▽

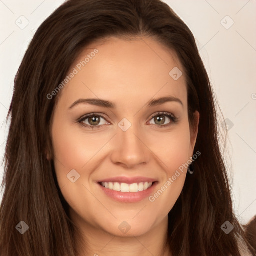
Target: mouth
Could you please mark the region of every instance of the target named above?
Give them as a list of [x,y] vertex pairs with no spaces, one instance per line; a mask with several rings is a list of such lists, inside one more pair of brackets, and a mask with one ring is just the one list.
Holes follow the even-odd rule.
[[136,193],[138,192],[144,191],[152,186],[155,182],[140,182],[140,183],[119,183],[118,182],[102,182],[100,184],[108,190],[114,191],[120,191],[124,193]]
[[103,194],[115,201],[134,203],[150,196],[158,182],[145,177],[116,177],[100,180]]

△

Locate every line in the entries above that contains the word "instance", and copy each one out in full.

▶ **EXERCISE RESPONSE**
Could you please mark the region of every instance of the target named above?
Give them as a list of [x,y] vertex pairs with no spaces, one instance per line; a mask with several rings is a list of such lists, inside one more pair of brackets, and a mask with one ring is just the one list.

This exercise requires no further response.